Coffee Morning Lecture #6 “Quo Vadis Petani” Tantangan yang Dihadapi dalam Menghadapi Krisis

Fakultas Teknik Sipil dan Perencanaan (FTSP), Universitas Islam Indonesia (UII) kembali menyelenggarakan kegiatan diskusi ilmiah Coffee Morning Lecture seri 6. Kegiatan tersebut diharapkan opini masyarakat menjadi lebih terbuka terhadap isu-isu yang berkembang di Indonesia, sehingga masyarakat tidak apatis dan skeptis terhadap pemberitaan media.

Coffee Morning Lecture kali ini mengangkat tema “Quo Vadis Petani”, yang membahas tantangan yang dihadapi oleh petani dalam menghadapi krisis iklim, krisis lahan, dan krisis sumber daya manusia (SDM) petani. Dengan menghadirkan para ahli dan praktisi lintas sektor, acara ini bertujuan untuk mencari solusi dan strategi inovatif dalam mendukung keberlanjutan sektor pertanian di Indonesia di tengah berbagai krisis yang melanda.

Acara yang diselenggarakan di Ruang IRC Gedung Moh. Natsir Kampus FTSP UII pada 21 Dzulhijjah 1445 H /28 Juni 2024 tersebut secara resmi dibuka oleh Dekan FTSP UII, Prof. Dr.-Ing. Ir. Ilya Fadjar Maharika, MA., IAI., yang dalam sambutannya menyampaikan bahwa kegiatan tersebut bertujuan untuk berbagi pengalaman, kerentanan, dan praktik baik masyarakat dalam ketahanan pangan. Selain itu juga memperkuat kolaborasi dan berbagi pengetahuan antar pemangku kepentingan untuk mendorong inovasi, peningkatan kapasitas, dan transfer teknologi di bidang pertanian dalam menghadapi krisis iklim, krisis lahan, dan krisis sumber daya manusia (SDM) petani. “Output yang dihasilkan diharapkan mampu mendokumentasikan praktik-praktik baik yang mendorong rencana kolaborasi para pihak dalam meningkatkan ketahanan pangan di Indonesia,” tuturnya.

━━━━━━━━━━

→ Tugas:
Tuliskan ulang tanpa perubahan bagian teks tentang Coffee Morning Lecture yang dibuka dengan kata-kata yang memuat "Coffee Morning Lecture #6" dan ditutup dengan "krisis yang melanda.". Kerjakan hanya berdasarkan teks di atas.

→ Data yang Diberikan:
━━━━━━━━━━

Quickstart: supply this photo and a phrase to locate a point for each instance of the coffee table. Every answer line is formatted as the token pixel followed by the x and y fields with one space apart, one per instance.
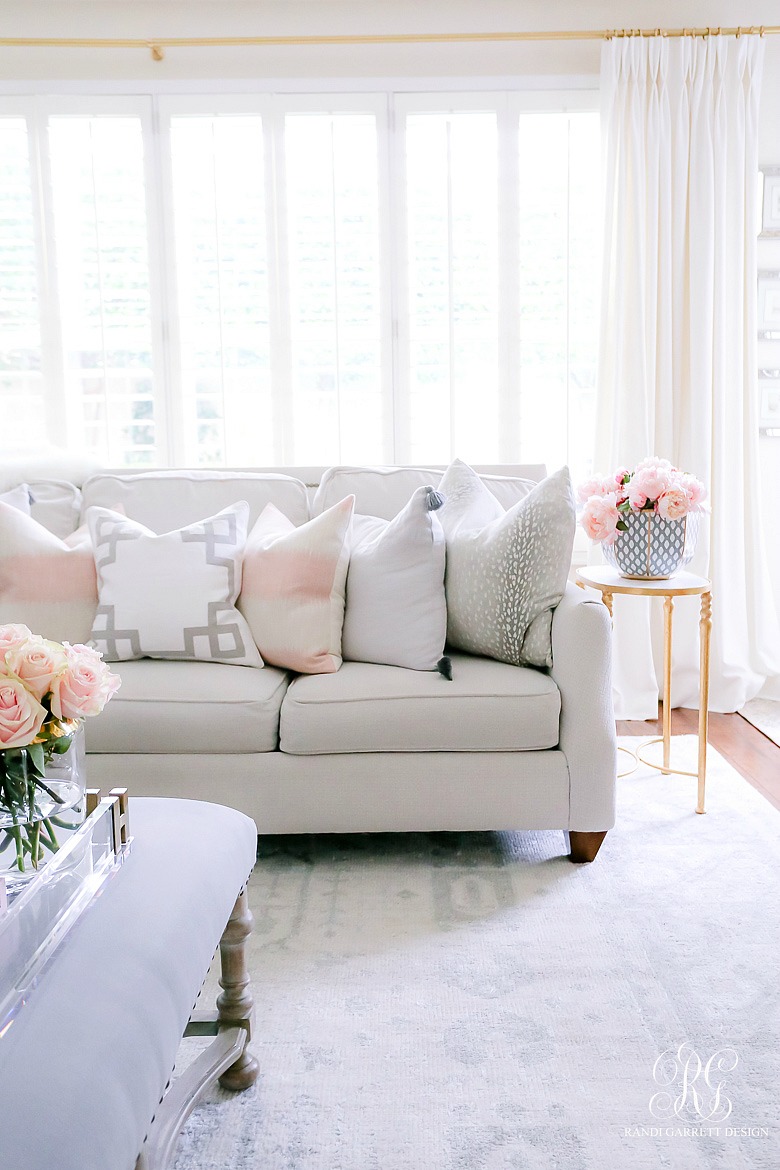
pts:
pixel 88 1058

━━━━━━━━━━

→ Jawaban yang Diharapkan:
Coffee Morning Lecture #6 “Quo Vadis Petani” Tantangan yang Dihadapi dalam Menghadapi Krisis

Fakultas Teknik Sipil dan Perencanaan (FTSP), Universitas Islam Indonesia (UII) kembali menyelenggarakan kegiatan diskusi ilmiah Coffee Morning Lecture seri 6. Kegiatan tersebut diharapkan opini masyarakat menjadi lebih terbuka terhadap isu-isu yang berkembang di Indonesia, sehingga masyarakat tidak apatis dan skeptis terhadap pemberitaan media.

Coffee Morning Lecture kali ini mengangkat tema “Quo Vadis Petani”, yang membahas tantangan yang dihadapi oleh petani dalam menghadapi krisis iklim, krisis lahan, dan krisis sumber daya manusia (SDM) petani. Dengan menghadirkan para ahli dan praktisi lintas sektor, acara ini bertujuan untuk mencari solusi dan strategi inovatif dalam mendukung keberlanjutan sektor pertanian di Indonesia di tengah berbagai krisis yang melanda.